** EXTRACTED ENTRIES follows **
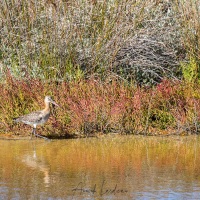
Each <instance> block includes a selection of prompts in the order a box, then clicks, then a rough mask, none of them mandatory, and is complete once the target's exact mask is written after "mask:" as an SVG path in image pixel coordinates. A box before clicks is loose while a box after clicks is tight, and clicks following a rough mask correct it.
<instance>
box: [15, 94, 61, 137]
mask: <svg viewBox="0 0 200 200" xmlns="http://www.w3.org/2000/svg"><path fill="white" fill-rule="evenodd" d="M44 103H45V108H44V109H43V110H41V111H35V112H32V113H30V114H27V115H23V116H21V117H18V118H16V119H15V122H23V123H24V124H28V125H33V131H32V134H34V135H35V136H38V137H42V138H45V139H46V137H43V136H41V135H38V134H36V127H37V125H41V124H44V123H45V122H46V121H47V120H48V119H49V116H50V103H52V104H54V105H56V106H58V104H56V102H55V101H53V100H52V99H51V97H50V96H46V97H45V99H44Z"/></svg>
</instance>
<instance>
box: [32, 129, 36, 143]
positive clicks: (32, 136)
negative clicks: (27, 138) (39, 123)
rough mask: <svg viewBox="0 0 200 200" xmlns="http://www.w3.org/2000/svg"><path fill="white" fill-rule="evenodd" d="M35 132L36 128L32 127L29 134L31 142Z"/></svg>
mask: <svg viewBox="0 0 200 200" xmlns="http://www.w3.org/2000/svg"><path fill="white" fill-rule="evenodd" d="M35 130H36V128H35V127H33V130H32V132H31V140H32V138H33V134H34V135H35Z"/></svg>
** End of EXTRACTED ENTRIES **
Please give the records above again exactly as they stand, with no pictures.

Each <instance> block includes a selection of prompts in the order a box, then clicks, then a rough mask, none of them mandatory, and is complete once the target's exact mask is written after "mask:" as an SVG path in image pixel coordinates. A box before clicks is loose while a box after clicks is tight, and clicks following a rough mask correct it.
<instance>
box: [15, 94, 61, 137]
mask: <svg viewBox="0 0 200 200" xmlns="http://www.w3.org/2000/svg"><path fill="white" fill-rule="evenodd" d="M44 103H45V108H44V109H43V110H41V111H35V112H32V113H30V114H27V115H23V116H21V117H18V118H16V119H15V122H23V123H24V124H28V125H33V131H32V134H34V135H35V136H38V137H42V138H45V139H46V137H43V136H41V135H38V134H36V127H37V125H41V124H44V123H45V122H46V121H47V120H48V119H49V116H50V103H52V104H54V105H56V106H58V104H56V102H55V101H53V100H52V99H51V97H50V96H46V97H45V99H44Z"/></svg>
</instance>
<instance>
box: [32, 129, 36, 143]
positive clicks: (32, 136)
negative clicks: (27, 138) (39, 123)
rough mask: <svg viewBox="0 0 200 200" xmlns="http://www.w3.org/2000/svg"><path fill="white" fill-rule="evenodd" d="M35 132L36 128L32 127L29 134L31 142Z"/></svg>
mask: <svg viewBox="0 0 200 200" xmlns="http://www.w3.org/2000/svg"><path fill="white" fill-rule="evenodd" d="M35 130H36V128H35V127H33V130H32V132H31V140H32V138H33V134H34V135H35Z"/></svg>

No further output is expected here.